◆ To do
Each entry below should be returned exactly as is, with the pictures removed.

[Detection annotation records]
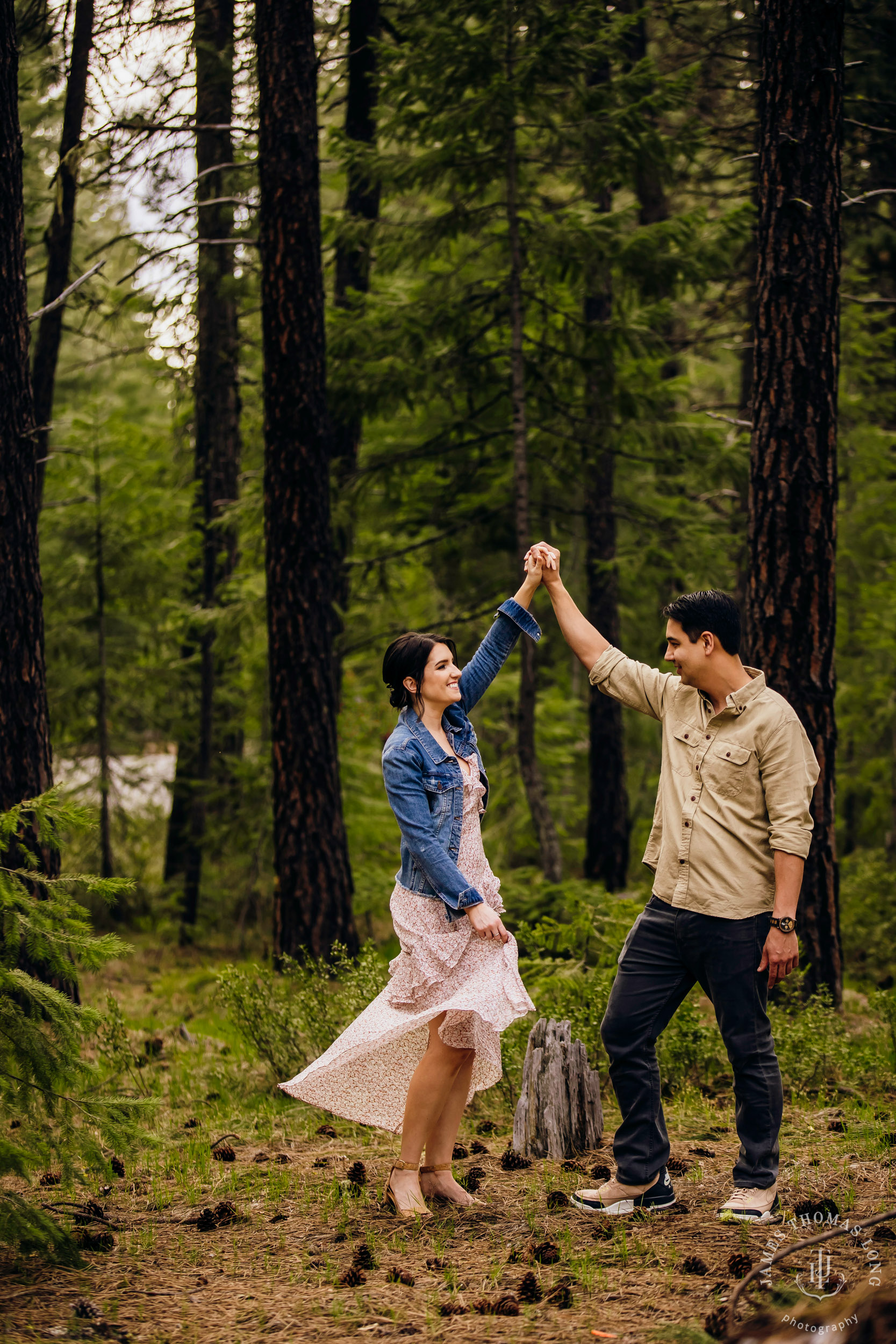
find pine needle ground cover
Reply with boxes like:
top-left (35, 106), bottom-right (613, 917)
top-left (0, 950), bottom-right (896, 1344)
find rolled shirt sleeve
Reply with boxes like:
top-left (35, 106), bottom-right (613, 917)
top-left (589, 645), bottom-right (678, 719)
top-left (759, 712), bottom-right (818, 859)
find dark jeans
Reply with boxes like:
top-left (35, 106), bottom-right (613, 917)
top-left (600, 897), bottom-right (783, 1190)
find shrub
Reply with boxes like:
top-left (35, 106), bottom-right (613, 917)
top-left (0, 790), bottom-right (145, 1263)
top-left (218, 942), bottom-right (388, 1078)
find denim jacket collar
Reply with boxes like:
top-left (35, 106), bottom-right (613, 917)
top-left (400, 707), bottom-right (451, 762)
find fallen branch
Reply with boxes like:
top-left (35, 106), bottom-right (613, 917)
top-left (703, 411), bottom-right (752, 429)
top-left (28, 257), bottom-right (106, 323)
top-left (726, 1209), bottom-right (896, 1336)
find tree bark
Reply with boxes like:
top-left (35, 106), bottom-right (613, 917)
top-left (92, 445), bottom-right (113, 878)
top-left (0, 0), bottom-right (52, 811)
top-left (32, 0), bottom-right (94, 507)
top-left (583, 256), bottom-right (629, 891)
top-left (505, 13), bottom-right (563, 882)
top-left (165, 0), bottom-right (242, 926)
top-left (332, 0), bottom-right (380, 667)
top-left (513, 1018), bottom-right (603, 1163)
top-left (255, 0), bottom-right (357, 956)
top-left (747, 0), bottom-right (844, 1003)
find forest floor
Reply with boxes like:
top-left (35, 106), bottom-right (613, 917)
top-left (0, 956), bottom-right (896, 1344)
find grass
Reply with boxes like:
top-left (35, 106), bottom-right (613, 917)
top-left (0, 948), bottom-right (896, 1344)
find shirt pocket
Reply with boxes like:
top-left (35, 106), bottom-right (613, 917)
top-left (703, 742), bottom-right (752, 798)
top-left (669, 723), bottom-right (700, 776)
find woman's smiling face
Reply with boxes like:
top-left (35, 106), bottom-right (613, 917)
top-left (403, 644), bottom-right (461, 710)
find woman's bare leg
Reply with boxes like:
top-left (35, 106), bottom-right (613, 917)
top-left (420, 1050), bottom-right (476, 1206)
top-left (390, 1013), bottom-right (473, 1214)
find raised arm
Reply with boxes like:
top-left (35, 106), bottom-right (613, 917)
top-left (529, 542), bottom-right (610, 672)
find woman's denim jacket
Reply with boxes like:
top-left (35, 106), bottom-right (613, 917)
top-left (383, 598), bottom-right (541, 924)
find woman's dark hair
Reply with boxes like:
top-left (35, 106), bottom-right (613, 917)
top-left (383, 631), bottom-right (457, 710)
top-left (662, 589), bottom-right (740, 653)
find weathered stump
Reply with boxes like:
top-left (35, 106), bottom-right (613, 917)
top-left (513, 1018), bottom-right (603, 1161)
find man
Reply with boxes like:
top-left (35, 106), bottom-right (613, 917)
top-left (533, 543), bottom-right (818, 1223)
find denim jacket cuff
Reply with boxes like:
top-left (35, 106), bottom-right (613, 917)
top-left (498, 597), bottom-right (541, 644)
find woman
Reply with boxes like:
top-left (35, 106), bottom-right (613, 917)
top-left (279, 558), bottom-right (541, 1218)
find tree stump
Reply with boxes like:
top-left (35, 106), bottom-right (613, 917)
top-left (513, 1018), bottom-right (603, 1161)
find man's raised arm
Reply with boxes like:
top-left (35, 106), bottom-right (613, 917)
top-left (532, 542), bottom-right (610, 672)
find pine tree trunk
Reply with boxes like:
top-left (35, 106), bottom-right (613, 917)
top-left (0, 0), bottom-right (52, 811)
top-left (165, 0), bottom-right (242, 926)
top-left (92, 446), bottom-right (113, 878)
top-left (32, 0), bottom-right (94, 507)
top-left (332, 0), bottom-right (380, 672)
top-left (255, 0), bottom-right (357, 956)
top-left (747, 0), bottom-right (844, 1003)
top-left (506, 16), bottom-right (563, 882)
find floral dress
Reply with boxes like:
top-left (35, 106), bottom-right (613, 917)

◆ Result for this task
find pine needle ground cover
Reply with boxes like:
top-left (35, 106), bottom-right (613, 917)
top-left (0, 950), bottom-right (896, 1344)
find rolled shirt sleeve
Reply with boxes like:
top-left (35, 106), bottom-right (613, 917)
top-left (589, 645), bottom-right (678, 719)
top-left (759, 712), bottom-right (818, 859)
find dark jeans
Reply with boxes like:
top-left (35, 106), bottom-right (613, 917)
top-left (600, 897), bottom-right (783, 1190)
find shrub
Reply with boxes like:
top-left (35, 106), bottom-right (613, 917)
top-left (0, 790), bottom-right (145, 1263)
top-left (218, 942), bottom-right (388, 1078)
find denim jacket collar
Reply with boxes like:
top-left (35, 106), bottom-right (613, 917)
top-left (400, 707), bottom-right (451, 762)
find fallen branch
Reply with boxes like:
top-left (35, 106), bottom-right (613, 917)
top-left (703, 411), bottom-right (752, 429)
top-left (28, 257), bottom-right (106, 323)
top-left (726, 1209), bottom-right (896, 1336)
find tree bark
Reply with boxes like:
top-left (35, 106), bottom-right (613, 917)
top-left (92, 445), bottom-right (113, 878)
top-left (0, 0), bottom-right (52, 811)
top-left (32, 0), bottom-right (94, 507)
top-left (583, 256), bottom-right (629, 891)
top-left (505, 13), bottom-right (563, 882)
top-left (165, 0), bottom-right (242, 926)
top-left (332, 0), bottom-right (380, 667)
top-left (513, 1018), bottom-right (603, 1163)
top-left (255, 0), bottom-right (357, 956)
top-left (747, 0), bottom-right (844, 1003)
find forest floor
Reply with boxes like:
top-left (35, 106), bottom-right (613, 917)
top-left (0, 956), bottom-right (896, 1344)
find grass
Reply with boxes like:
top-left (35, 106), bottom-right (613, 917)
top-left (0, 948), bottom-right (896, 1344)
find shirt pocket
Reply with boxes like:
top-left (35, 106), bottom-right (613, 917)
top-left (703, 742), bottom-right (752, 798)
top-left (669, 723), bottom-right (700, 776)
find woman's smiling face
Reply with boxes like:
top-left (35, 106), bottom-right (613, 917)
top-left (403, 644), bottom-right (461, 710)
find woman's bare leg
Reply with boxes like:
top-left (35, 106), bottom-right (613, 917)
top-left (420, 1050), bottom-right (476, 1206)
top-left (390, 1013), bottom-right (473, 1214)
find raised arm
Reply with boxes like:
top-left (35, 106), bottom-right (613, 917)
top-left (529, 542), bottom-right (610, 672)
find woman's denim jacket
Reply with boxes like:
top-left (35, 106), bottom-right (613, 917)
top-left (383, 598), bottom-right (541, 924)
find woman's dark hair
Reply with boxes like:
top-left (35, 106), bottom-right (613, 917)
top-left (383, 631), bottom-right (457, 710)
top-left (662, 589), bottom-right (740, 653)
find weathered stump
Reply with boxes like:
top-left (35, 106), bottom-right (613, 917)
top-left (513, 1018), bottom-right (603, 1161)
find man
Reply with boxes like:
top-left (35, 106), bottom-right (613, 917)
top-left (533, 543), bottom-right (818, 1223)
find denim jacket cuff
Reply with boxes like:
top-left (35, 106), bottom-right (613, 917)
top-left (498, 597), bottom-right (541, 644)
find woman
Reply with boxes like:
top-left (35, 106), bottom-right (613, 917)
top-left (279, 558), bottom-right (541, 1218)
find tree stump
Reply with boxes like:
top-left (35, 106), bottom-right (613, 917)
top-left (513, 1018), bottom-right (603, 1161)
find man's raised arm
Reply with boxes like:
top-left (35, 106), bottom-right (613, 917)
top-left (532, 542), bottom-right (610, 672)
find pine tree trunk
Reply with boxes like:
top-left (35, 106), bottom-right (613, 917)
top-left (0, 0), bottom-right (52, 811)
top-left (165, 0), bottom-right (242, 926)
top-left (92, 446), bottom-right (113, 878)
top-left (32, 0), bottom-right (94, 507)
top-left (332, 0), bottom-right (380, 672)
top-left (255, 0), bottom-right (357, 956)
top-left (747, 0), bottom-right (844, 1003)
top-left (506, 16), bottom-right (563, 882)
find floral dress
Reply with boxes like:
top-left (35, 106), bottom-right (613, 917)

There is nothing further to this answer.